(Collection entries)
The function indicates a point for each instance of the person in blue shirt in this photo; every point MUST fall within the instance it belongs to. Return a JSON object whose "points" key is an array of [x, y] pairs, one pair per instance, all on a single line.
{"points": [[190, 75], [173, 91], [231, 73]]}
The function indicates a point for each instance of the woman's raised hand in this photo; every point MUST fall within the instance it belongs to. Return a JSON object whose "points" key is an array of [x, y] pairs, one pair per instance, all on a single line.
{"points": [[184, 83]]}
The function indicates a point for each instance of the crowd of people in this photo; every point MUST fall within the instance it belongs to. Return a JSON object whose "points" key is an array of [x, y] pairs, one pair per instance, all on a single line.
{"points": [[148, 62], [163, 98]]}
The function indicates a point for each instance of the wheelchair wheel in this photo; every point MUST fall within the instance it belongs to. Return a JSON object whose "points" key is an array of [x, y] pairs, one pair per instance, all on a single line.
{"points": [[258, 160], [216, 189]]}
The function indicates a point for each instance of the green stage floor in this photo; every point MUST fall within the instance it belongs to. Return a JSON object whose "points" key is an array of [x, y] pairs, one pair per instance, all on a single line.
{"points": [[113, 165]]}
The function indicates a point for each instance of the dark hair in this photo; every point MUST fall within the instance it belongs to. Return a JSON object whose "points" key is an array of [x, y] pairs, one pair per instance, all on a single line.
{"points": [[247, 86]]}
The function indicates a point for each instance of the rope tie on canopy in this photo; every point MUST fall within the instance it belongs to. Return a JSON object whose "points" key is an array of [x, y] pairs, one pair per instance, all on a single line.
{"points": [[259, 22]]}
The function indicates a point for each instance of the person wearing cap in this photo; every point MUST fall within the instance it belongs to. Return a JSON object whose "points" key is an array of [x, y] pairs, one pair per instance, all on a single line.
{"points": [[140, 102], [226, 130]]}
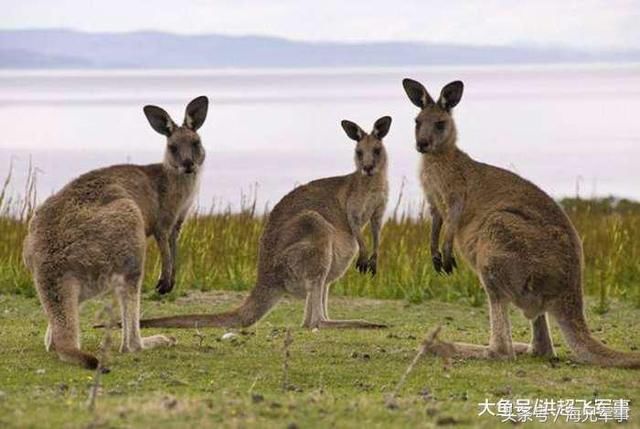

= What to do =
Each line from the one containing "The function indicates a point for each instance of the woman's" through the last line of the entries above should be duplicated exactly, both included; leave out pictures and add nothing.

= Finished exercise =
The function indicates a point for each instance of the woman's raised hand in this photo; every point MUST fall within the instance it belongs to. Return a JSON object whose "points" key is an array of [x, y] pairs, one pair per instance, all on a single line.
{"points": [[184, 83]]}
The function indicates a point for each instance of the crowd of people in this photo; every point MUST fall within the instance it belongs to. Return a JSON object whose "points" key is an array of [x, y] pairs, one pair per instance, all on a single line.
{"points": [[148, 62], [163, 98]]}
The function indicates a point for each instance of the wheelchair wheel in this photo; every point MUST fall within the instance it belongs to. Return a JSON object whose "points" key is an array of [x, y] pairs, one pair per instance, all on a single line.
{"points": [[258, 160], [216, 189]]}
The function indicates a point for each instance of the green stage floor in this photo; every point MUST fall within the instance it belongs to. Return a JSON object whose "points" key is an array of [x, y] pairs, one pair per instance, all on a single line.
{"points": [[113, 165]]}
The function indicates a point for each instance of the dark hair in this photo; every point MUST fall within the instance it belongs to. Return a JSON object whose "points" key is an array of [x, y] pairs, one pair per instance, all on a single line.
{"points": [[247, 86]]}
The function indicates a point for each instance of the rope tie on canopy in this photo; every point MUST fall within the instance it belongs to. Return a JSON object whose "points" key is an array of [x, y] pairs, one pair per instance, all on a single line.
{"points": [[259, 22]]}
The function indicates a point for each instance of the person wearing cap in this photo; every point MUST fall within the instance it belongs to. Return a JSON object whose "points" key is an array of [x, y] pairs, one pair per instance, all on a single line.
{"points": [[140, 102], [226, 130]]}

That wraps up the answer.